*ASSIGNMENT*. Give back the full data character for character.

*** DATA PROVIDED Section Begins ***

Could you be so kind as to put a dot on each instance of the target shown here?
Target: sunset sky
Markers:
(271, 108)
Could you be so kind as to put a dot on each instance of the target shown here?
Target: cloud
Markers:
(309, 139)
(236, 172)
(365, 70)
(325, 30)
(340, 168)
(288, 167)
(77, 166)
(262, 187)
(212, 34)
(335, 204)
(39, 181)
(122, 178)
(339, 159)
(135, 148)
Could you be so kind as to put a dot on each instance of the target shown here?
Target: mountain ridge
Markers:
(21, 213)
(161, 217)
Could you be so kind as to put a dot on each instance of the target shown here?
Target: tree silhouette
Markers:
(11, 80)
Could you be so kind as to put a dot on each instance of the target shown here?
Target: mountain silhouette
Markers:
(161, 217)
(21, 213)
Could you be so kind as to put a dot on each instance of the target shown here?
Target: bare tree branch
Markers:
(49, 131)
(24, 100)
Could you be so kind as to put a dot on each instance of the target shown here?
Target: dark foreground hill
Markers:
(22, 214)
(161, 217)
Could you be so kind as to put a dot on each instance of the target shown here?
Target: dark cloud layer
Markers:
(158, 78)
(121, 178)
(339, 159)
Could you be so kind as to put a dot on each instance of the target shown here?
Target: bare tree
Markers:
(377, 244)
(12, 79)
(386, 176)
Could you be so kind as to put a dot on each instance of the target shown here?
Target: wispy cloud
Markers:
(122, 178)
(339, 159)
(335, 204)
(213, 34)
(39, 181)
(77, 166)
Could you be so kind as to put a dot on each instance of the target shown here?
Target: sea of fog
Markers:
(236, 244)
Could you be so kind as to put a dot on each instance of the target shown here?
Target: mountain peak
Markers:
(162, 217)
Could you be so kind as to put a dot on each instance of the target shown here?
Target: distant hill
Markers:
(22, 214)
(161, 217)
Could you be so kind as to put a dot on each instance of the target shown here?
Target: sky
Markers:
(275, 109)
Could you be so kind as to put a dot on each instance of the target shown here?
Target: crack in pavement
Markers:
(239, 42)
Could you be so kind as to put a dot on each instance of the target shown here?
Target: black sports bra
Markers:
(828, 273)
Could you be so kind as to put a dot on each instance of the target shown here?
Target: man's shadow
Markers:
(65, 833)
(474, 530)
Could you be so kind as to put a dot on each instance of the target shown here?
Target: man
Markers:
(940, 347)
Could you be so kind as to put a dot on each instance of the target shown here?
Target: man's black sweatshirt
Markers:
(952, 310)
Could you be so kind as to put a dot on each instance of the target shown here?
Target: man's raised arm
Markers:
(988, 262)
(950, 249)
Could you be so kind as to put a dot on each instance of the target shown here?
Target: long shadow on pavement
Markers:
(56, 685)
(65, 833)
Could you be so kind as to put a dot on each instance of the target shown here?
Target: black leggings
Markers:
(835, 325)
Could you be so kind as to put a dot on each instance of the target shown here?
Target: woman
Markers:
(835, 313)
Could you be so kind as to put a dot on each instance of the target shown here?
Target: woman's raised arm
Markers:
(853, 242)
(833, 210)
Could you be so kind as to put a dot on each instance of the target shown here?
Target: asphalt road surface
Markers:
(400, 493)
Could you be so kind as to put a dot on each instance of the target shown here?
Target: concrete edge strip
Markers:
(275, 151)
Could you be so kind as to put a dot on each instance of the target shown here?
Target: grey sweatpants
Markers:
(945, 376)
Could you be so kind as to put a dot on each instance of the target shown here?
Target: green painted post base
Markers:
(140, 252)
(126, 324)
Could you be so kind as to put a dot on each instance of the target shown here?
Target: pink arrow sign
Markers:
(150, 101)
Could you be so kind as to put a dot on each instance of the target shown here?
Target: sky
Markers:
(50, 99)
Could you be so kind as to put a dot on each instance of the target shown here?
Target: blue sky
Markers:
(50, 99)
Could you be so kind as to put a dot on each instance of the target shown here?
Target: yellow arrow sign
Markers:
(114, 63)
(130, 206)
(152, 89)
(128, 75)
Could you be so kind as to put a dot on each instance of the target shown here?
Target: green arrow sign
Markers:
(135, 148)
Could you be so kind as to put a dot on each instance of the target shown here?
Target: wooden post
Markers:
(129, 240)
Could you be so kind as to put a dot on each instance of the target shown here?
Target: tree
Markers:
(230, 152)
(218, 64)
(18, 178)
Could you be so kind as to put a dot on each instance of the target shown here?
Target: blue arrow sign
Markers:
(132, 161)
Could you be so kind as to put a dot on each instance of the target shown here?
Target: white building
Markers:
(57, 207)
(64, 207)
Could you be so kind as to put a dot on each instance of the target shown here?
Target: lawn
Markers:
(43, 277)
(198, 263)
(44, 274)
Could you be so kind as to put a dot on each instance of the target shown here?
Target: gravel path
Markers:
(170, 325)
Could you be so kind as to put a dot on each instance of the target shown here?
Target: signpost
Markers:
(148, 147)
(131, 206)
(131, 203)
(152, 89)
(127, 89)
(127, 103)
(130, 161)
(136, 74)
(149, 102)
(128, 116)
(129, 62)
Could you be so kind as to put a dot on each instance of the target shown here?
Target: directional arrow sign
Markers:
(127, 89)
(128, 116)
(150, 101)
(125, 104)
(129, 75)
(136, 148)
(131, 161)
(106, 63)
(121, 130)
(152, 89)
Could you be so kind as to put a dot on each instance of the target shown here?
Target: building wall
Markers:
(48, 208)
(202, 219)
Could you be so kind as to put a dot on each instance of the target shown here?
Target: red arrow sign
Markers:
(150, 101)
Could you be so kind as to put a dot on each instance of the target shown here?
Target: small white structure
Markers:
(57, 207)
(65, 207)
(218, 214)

*** DATA PROVIDED Section Ends ***

*ANSWER SPACE*.
Could you be so kind as to put a dot on each instance of the target shown here?
Target: sunset sky
Markers:
(271, 108)
Could you be so kind as to put a dot on each instance of the target shown here?
Target: cloud
Markers:
(309, 139)
(236, 172)
(365, 70)
(325, 30)
(340, 168)
(288, 167)
(77, 166)
(262, 187)
(212, 34)
(335, 204)
(39, 181)
(122, 178)
(339, 159)
(135, 148)
Could you be so kind as to put a dot on each instance of the target shown here?
Target: mountain ridge
Markers:
(21, 213)
(161, 217)
Could you be so kind as to put a dot on each instance of the target shown here?
Target: tree silhouette
Markers:
(11, 80)
Could you be so kind as to put a dot on each instance of the target shown here?
Target: mountain silhouette
Markers:
(161, 217)
(21, 213)
Could you be so kind as to put a dot on each instance of the target shown here?
Target: bare tree branch
Markers:
(49, 131)
(24, 100)
Could you be so kind as to put a dot on each instance of the target shown here?
Target: dark foreground hill
Markers:
(22, 214)
(161, 217)
Could you be so kind as to put a dot on each instance of the target shown here?
Target: dark cloud layer
Markers:
(158, 78)
(121, 178)
(339, 159)
Could you be so kind as to put a dot on each instance of the target shown here?
Target: bare tree
Markers:
(377, 244)
(12, 79)
(386, 176)
Could you be so kind as to put a dot on each instance of the target shown here?
Target: wispy cloud
Markers:
(122, 178)
(339, 159)
(335, 204)
(213, 34)
(39, 181)
(77, 166)
Could you be so kind as to put a dot on each instance of the target shown here?
Target: sea of fog
Markers:
(236, 244)
Could you be so kind as to put a dot on each instance of the target shown here?
Target: mountain peak
Markers:
(162, 217)
Could you be so kind as to put a dot on each instance of the target shown here?
Target: distant hill
Markers:
(22, 214)
(161, 217)
Could you be so kind as to put a dot on each instance of the target shown here?
Target: sky
Markers:
(275, 109)
Could you be so kind as to put a dot on each instance of the target shown here?
Target: crack in pavement
Markers:
(239, 42)
Could you be so kind as to put a dot on each instance of the target shown here?
Target: black sports bra
Markers:
(828, 273)
Could you be so kind as to put a dot on each instance of the target shown here?
Target: man's shadow
Markers:
(65, 833)
(474, 530)
Could you be so kind as to put a dot on each instance of the target shown here?
Target: man
Markers:
(940, 347)
Could you be so kind as to put a dot on each instance of the target shown here?
Target: man's black sweatshirt
Markers:
(952, 310)
Could you be so kind as to put a dot on each instance of the target shown here?
Target: man's raised arm
Markers:
(988, 262)
(950, 249)
Could you be so kind as to put a dot on each instance of the target shown here?
Target: long shadow on pavement
Markers:
(56, 685)
(65, 833)
Could you be so kind as to put a dot on each instance of the target shown here?
Target: black leggings
Markers:
(835, 325)
Could you be so kind as to put a dot on each instance of the target shown here?
Target: woman
Markers:
(835, 313)
Could you be so kind as to put a dot on each instance of the target shown here?
Target: woman's raised arm
Markers:
(853, 242)
(833, 210)
Could you be so kind as to put a dot on each instance of the target shown here?
Target: asphalt road surface
Markers:
(400, 493)
Could you be so kind as to put a dot on each instance of the target shown here?
Target: concrete edge strip
Markers:
(275, 151)
Could you be so kind as to put a dot on each instance of the target shown here?
Target: grey sweatpants
Markers:
(945, 376)
Could you be so kind as to put a dot on each instance of the target shown here?
Target: green painted post base
Markers:
(140, 252)
(126, 324)
Could you be so kind as to put a dot on each instance of the target shown here?
Target: pink arrow sign
Markers:
(150, 101)
Could you be so kind as to put a dot on each instance of the target shown here?
Target: sky
Markers:
(50, 99)
Could you be so kind as to put a dot on each instance of the target shown here?
Target: blue sky
Markers:
(50, 99)
Could you be so kind as to put a dot on each instance of the target shown here?
Target: yellow arrow sign
Markers:
(114, 63)
(130, 206)
(152, 89)
(128, 75)
Could you be so kind as to put a dot on each instance of the target shown here?
Target: green arrow sign
Markers:
(135, 148)
Could you be so kind as to put a dot on each instance of the target shown here?
Target: wooden post
Markers:
(129, 240)
Could you be so kind as to put a dot on each instance of the target shown here?
Target: tree
Markers:
(230, 152)
(218, 64)
(18, 178)
Could you be so kind as to put a dot on each instance of the target shown here?
Target: blue arrow sign
Markers:
(132, 161)
Could you be so kind as to put a dot on each instance of the target shown here?
Target: white building
Markers:
(57, 207)
(64, 207)
Could you be so kind as to put a dot on each instance of the target shown here?
Target: lawn
Markers:
(43, 277)
(198, 263)
(44, 274)
Could you be so kind as to put a dot on each instance of the target shown here?
Target: gravel path
Markers:
(170, 325)
Could you be so kind as to put a dot on each instance of the target shown here?
Target: signpost
Markers:
(148, 147)
(131, 206)
(131, 203)
(152, 89)
(127, 89)
(127, 103)
(130, 161)
(136, 74)
(149, 102)
(128, 116)
(129, 62)
Could you be so kind as to put a dot on each instance of the target shown here?
Target: directional arrow sign
Markers:
(127, 89)
(128, 116)
(150, 101)
(125, 104)
(129, 75)
(136, 148)
(131, 161)
(106, 63)
(121, 130)
(152, 89)
Could you be so kind as to put a dot on each instance of the target shown here?
Target: building wall
Markers:
(48, 208)
(202, 219)
Could you be so kind as to put a dot on each instance of the target shown here?
Target: red arrow sign
Markers:
(150, 101)
Could you be so kind as to put a dot on each instance of the target shown here?
Target: small white structure
Markers:
(57, 207)
(65, 207)
(218, 214)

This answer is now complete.